• _Objetivo do exercício_: Apresente como tabela Markdown, com as colunas "Nº" e "Linha", as linhas dos registros que começam na linha com "find denim waistband" e seguem até a linha com "(185, 249), (247, 296)", inclusive, numerando cada uma e omitindo as linhas em branco.

• _Dados do exercício_:
• • •
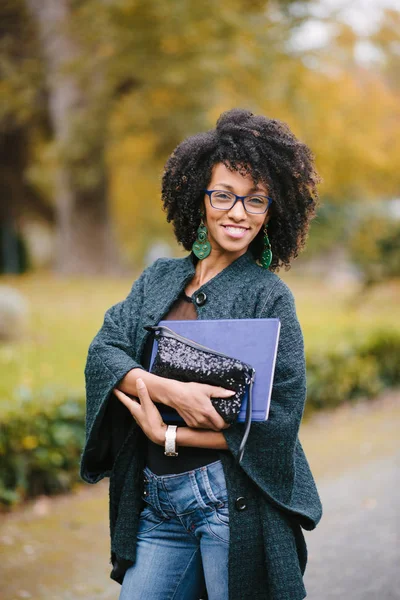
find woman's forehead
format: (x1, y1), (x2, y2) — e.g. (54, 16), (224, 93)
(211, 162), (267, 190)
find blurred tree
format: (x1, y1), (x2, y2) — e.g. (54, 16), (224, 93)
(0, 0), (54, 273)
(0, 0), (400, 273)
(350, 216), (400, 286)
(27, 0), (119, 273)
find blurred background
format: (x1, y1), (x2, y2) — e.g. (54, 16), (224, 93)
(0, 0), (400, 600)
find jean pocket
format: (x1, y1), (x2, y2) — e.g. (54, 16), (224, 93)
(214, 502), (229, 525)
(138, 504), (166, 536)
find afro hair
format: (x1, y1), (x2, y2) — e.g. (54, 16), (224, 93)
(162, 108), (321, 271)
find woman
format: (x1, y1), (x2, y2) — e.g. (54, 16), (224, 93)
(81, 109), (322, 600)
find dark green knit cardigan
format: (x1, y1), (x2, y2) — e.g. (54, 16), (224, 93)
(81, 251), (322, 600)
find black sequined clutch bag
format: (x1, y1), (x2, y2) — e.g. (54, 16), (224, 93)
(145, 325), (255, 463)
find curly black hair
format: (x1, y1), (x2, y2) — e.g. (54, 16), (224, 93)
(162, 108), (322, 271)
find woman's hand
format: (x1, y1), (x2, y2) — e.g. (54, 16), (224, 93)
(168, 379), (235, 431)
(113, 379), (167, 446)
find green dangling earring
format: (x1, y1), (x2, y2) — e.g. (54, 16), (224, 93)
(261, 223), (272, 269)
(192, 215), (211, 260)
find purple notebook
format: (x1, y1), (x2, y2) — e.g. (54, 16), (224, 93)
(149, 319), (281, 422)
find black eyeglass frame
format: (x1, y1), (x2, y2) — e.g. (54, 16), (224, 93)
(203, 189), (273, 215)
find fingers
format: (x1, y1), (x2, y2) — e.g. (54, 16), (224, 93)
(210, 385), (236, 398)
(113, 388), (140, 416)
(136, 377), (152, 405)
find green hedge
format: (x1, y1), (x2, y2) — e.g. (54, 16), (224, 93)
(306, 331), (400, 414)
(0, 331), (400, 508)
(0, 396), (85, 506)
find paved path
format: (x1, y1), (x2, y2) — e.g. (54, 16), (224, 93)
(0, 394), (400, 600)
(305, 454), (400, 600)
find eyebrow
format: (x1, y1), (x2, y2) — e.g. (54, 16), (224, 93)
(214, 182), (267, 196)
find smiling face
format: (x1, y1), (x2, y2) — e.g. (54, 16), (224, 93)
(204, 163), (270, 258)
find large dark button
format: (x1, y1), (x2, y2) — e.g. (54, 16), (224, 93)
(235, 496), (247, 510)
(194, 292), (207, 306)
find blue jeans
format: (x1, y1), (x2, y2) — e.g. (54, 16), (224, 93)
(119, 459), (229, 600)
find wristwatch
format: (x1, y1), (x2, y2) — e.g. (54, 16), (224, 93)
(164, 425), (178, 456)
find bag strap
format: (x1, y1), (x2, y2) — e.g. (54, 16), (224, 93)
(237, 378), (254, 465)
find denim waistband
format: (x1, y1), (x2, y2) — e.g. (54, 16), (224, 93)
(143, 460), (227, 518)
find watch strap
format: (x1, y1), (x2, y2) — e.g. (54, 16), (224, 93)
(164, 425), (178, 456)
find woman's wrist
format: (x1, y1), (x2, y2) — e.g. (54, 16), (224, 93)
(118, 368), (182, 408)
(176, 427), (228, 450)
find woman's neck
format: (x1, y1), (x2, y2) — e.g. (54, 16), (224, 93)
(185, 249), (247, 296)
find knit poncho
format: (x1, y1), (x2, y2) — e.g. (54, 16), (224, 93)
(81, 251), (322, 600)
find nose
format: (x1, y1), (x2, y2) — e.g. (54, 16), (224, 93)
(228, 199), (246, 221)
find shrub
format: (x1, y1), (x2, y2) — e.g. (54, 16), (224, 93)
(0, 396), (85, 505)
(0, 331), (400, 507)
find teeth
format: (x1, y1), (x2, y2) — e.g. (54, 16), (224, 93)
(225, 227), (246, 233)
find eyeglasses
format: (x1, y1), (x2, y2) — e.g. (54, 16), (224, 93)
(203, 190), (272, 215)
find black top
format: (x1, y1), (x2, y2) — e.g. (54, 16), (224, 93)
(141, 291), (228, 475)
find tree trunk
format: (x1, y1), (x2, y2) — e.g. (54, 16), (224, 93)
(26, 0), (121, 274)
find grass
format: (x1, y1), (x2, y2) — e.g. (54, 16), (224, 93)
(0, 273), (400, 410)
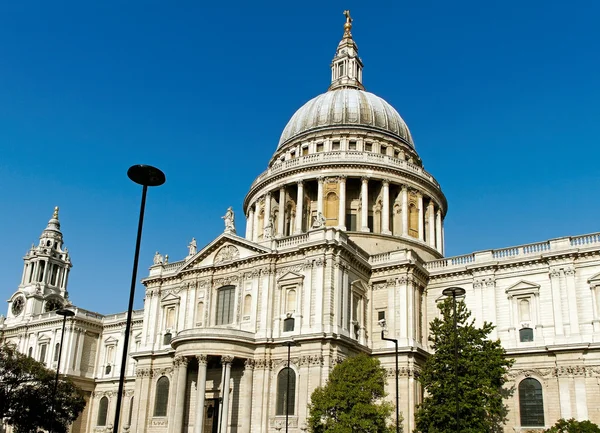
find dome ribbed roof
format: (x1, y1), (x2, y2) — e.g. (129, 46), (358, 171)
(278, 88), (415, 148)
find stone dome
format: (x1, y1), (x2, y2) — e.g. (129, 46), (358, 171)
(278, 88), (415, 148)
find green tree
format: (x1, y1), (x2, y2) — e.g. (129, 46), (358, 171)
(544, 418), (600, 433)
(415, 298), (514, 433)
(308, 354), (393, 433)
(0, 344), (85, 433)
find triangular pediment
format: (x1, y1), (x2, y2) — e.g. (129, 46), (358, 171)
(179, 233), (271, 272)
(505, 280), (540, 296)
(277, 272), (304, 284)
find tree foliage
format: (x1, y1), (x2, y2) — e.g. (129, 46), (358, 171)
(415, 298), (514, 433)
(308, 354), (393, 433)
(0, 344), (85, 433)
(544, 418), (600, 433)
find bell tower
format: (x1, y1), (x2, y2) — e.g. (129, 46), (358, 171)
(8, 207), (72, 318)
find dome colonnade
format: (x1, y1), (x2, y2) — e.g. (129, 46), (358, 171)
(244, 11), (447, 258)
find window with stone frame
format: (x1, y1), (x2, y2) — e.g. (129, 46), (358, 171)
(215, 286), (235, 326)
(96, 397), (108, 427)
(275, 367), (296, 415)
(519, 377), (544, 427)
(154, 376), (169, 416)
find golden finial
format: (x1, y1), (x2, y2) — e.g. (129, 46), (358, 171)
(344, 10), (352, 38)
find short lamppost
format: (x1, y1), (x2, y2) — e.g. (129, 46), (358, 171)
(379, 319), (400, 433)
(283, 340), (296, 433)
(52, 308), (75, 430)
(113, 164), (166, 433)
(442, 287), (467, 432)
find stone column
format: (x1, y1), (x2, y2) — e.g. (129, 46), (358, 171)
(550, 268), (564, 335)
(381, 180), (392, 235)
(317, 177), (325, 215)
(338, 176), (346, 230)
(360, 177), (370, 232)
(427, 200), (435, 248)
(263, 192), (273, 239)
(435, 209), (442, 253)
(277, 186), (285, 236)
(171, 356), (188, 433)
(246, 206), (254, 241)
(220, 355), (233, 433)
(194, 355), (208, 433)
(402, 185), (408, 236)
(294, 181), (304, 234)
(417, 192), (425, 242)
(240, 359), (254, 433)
• • •
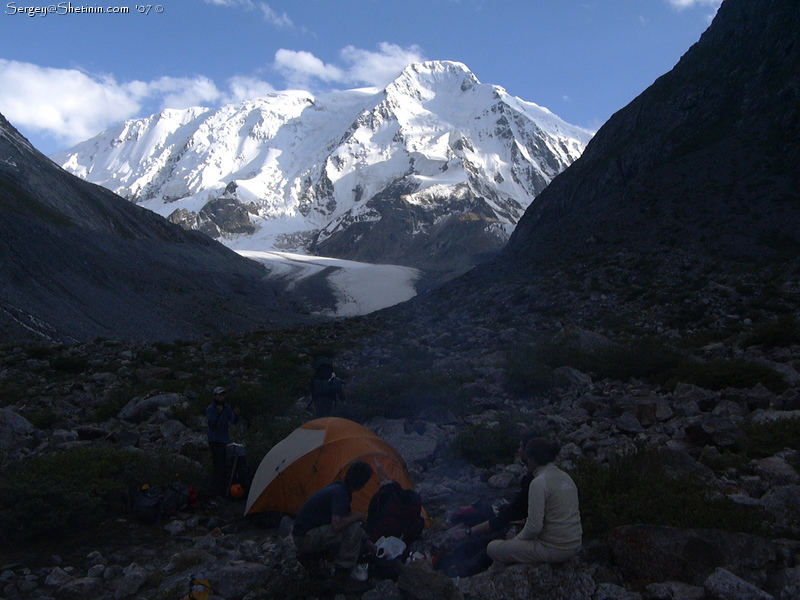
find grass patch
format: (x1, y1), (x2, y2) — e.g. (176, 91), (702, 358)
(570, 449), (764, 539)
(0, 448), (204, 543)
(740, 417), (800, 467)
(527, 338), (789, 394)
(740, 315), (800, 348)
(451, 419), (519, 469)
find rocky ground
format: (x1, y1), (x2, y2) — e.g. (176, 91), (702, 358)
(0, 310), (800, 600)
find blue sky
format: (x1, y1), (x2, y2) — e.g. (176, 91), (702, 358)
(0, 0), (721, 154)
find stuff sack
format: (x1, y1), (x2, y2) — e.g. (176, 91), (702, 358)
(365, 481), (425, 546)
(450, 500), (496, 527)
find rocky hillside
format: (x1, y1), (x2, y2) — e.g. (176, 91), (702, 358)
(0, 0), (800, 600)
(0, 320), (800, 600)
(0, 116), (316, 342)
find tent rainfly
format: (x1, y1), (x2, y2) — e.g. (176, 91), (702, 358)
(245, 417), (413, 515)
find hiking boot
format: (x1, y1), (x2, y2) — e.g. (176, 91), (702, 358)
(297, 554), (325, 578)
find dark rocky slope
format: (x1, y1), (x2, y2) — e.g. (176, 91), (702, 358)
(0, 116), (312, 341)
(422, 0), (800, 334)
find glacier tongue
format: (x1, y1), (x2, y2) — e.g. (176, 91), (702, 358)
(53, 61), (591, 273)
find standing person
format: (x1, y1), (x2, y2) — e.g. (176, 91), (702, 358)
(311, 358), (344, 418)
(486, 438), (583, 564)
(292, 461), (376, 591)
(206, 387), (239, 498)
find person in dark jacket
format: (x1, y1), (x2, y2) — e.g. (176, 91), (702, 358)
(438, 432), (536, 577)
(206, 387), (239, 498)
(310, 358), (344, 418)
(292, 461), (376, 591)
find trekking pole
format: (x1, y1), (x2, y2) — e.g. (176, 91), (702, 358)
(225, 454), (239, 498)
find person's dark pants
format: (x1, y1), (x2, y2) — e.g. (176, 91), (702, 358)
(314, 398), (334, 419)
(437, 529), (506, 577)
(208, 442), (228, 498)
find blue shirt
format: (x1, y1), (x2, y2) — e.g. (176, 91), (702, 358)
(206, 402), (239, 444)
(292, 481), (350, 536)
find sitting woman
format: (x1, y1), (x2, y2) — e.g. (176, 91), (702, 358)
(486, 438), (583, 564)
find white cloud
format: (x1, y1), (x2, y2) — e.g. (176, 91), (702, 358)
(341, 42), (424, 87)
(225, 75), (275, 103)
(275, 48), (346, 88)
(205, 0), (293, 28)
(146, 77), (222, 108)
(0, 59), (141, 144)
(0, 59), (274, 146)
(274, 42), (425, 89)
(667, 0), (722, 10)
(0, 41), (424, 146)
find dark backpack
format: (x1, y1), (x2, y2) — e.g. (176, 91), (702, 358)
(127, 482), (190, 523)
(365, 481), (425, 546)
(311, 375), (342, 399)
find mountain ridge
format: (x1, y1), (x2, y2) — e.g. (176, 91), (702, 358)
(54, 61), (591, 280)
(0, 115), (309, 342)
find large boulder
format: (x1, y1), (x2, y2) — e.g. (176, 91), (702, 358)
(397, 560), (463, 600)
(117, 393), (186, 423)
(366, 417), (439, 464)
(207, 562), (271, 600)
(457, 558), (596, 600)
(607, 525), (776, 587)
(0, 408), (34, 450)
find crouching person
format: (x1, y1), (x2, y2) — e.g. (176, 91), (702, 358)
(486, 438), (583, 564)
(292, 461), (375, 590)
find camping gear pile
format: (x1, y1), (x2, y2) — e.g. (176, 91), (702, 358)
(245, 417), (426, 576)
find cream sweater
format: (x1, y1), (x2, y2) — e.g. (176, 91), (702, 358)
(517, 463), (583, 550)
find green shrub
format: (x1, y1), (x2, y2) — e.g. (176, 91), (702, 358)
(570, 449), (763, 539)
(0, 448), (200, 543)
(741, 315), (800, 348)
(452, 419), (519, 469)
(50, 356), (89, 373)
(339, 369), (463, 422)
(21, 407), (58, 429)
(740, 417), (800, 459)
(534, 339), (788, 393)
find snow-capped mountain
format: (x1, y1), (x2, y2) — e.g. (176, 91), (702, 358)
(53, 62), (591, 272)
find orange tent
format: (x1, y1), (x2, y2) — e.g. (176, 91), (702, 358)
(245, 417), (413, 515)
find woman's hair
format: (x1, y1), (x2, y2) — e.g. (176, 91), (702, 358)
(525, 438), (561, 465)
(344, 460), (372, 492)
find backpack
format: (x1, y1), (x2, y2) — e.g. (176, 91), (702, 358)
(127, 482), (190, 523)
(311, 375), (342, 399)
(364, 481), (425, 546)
• • •
• _Resultado completo_:
| Nº | Linha |
|---|---|
| 1 | find denim waistband |
| 2 | format: (x1, y1), (x2, y2) — e.g. (54, 16), (224, 93) |
| 3 | (143, 460), (227, 518) |
| 4 | find watch strap |
| 5 | format: (x1, y1), (x2, y2) — e.g. (54, 16), (224, 93) |
| 6 | (164, 425), (178, 456) |
| 7 | find woman's wrist |
| 8 | format: (x1, y1), (x2, y2) — e.g. (54, 16), (224, 93) |
| 9 | (118, 368), (182, 408) |
| 10 | (176, 427), (228, 450) |
| 11 | find woman's neck |
| 12 | format: (x1, y1), (x2, y2) — e.g. (54, 16), (224, 93) |
| 13 | (185, 249), (247, 296) |